┌─ DATA SUPPLIED

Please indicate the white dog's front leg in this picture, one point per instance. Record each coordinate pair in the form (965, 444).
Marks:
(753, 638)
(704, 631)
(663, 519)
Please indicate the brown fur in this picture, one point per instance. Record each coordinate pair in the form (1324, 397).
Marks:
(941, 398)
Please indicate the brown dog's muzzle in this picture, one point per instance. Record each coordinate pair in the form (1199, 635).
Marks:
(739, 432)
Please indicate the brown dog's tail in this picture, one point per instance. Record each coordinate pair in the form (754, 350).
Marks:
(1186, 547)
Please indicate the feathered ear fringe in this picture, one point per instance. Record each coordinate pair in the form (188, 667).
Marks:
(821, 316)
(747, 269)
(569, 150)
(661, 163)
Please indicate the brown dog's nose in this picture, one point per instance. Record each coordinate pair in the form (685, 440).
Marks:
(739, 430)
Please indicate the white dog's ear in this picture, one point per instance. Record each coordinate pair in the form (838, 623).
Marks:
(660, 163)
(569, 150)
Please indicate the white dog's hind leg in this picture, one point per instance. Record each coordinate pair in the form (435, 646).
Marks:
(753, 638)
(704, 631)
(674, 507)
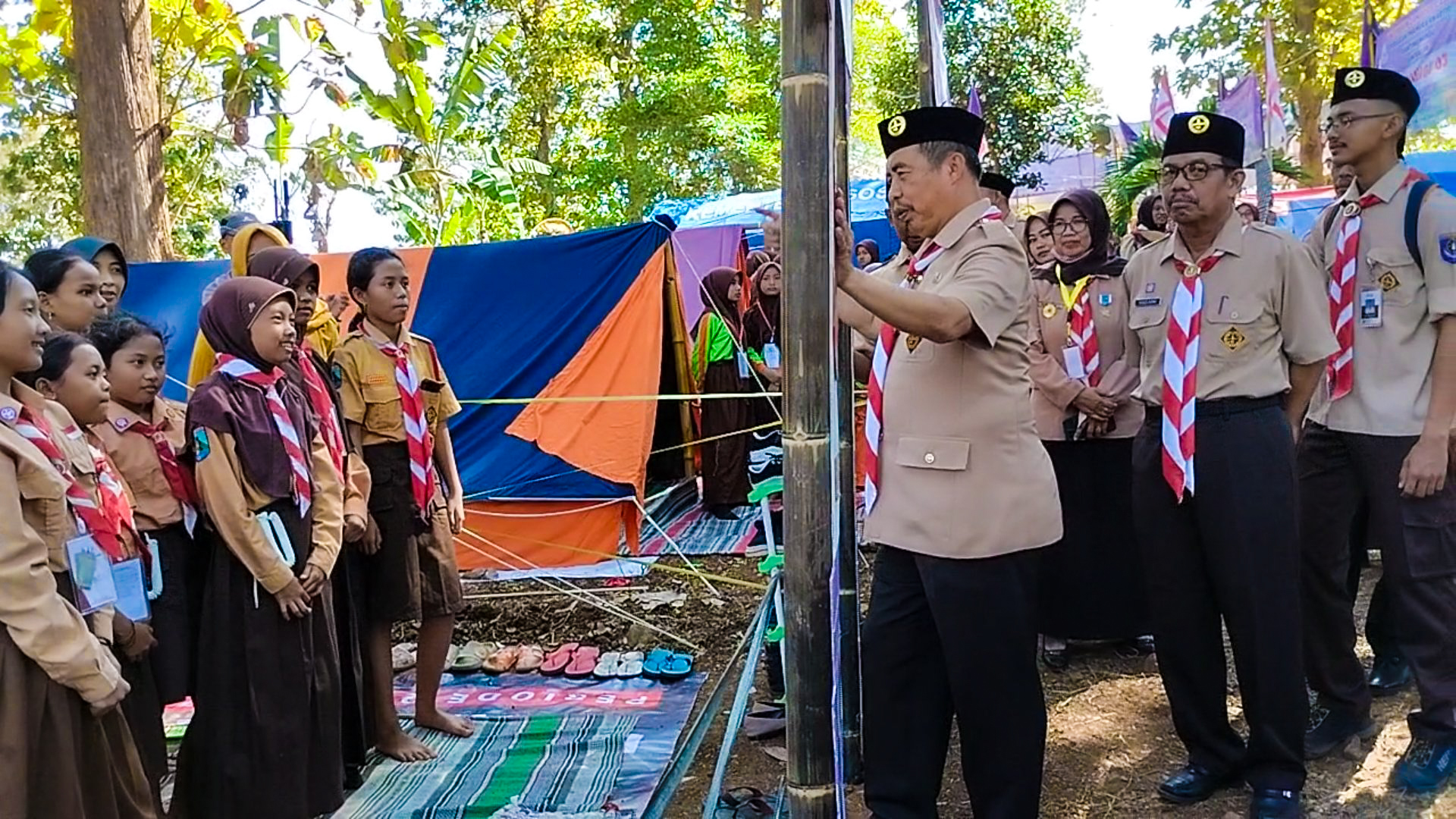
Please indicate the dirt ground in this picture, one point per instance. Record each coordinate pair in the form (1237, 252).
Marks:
(1110, 738)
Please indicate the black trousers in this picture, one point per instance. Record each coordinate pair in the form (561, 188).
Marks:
(1417, 539)
(1228, 553)
(952, 639)
(1381, 617)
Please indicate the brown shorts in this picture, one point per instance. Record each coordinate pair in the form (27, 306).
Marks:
(413, 576)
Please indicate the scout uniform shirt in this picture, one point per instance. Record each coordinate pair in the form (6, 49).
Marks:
(136, 458)
(1264, 306)
(36, 523)
(367, 391)
(1052, 400)
(1394, 352)
(962, 471)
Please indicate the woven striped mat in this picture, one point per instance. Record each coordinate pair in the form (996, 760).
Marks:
(542, 761)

└─

[TRY IT] Leaving out only the pictures, retype every record exactly.

[REPLY TO THE EXERCISE]
Please indicate the white dog's front leg in this picture, one point per instance. Record each coordinate pair in the form (965, 444).
Marks:
(753, 638)
(704, 631)
(663, 519)
Please indicate the brown fur in this picture, one point per instance. Record each coordinate pair in the form (1324, 397).
Marks:
(941, 398)
Please indicate the brown dog's muzzle in this picture, one point per instance. Record each coordinate pair in the form (1199, 635).
Marks:
(739, 432)
Please indicate the brown dog's tail in this picture, one point per instance. Record each coordinate pair in the form (754, 350).
Marks:
(1186, 547)
Please indicate the feathered ear fringe in this picture, one point per instance. Record each coordinate pair in the form (188, 667).
Marks:
(821, 316)
(747, 269)
(569, 150)
(661, 163)
Please indicate the brown dog's nose in this picture, one point per instance. Record each coordinate pair in the form (685, 440).
Marks:
(739, 430)
Please indicate the white dog's ear in this picture, one point per instance. Record each coordinate pair in the form (838, 623).
Marks:
(660, 163)
(569, 150)
Please indicate the white dog's hind leg in this picture, one point per instance. Record each coordinate pair in the form (435, 646).
Marks:
(753, 638)
(704, 631)
(674, 507)
Please indicate the dirt ground in this picture, one point per instance. Record each coordinate pair in the form (1237, 252).
Marks:
(1110, 738)
Please indicate the black trousers in this picture, one point per instance. Record each coordinate pair in the form (561, 188).
Marks:
(1417, 539)
(1228, 553)
(952, 639)
(1381, 617)
Please indicate the brown shorts in this picture, one point per instance. Record each coordinate pair in the form (27, 306).
Marks:
(413, 576)
Please indicate the scout uniform shirt in this picture, one point per instance. Record each coordinate pair in the form (6, 49).
Marks:
(136, 458)
(1264, 306)
(36, 523)
(367, 391)
(1052, 400)
(1394, 352)
(962, 471)
Please indicate the woven striped mat in this picture, one point per instance. Record each coordinate pair in the form (996, 760).
Marks:
(542, 761)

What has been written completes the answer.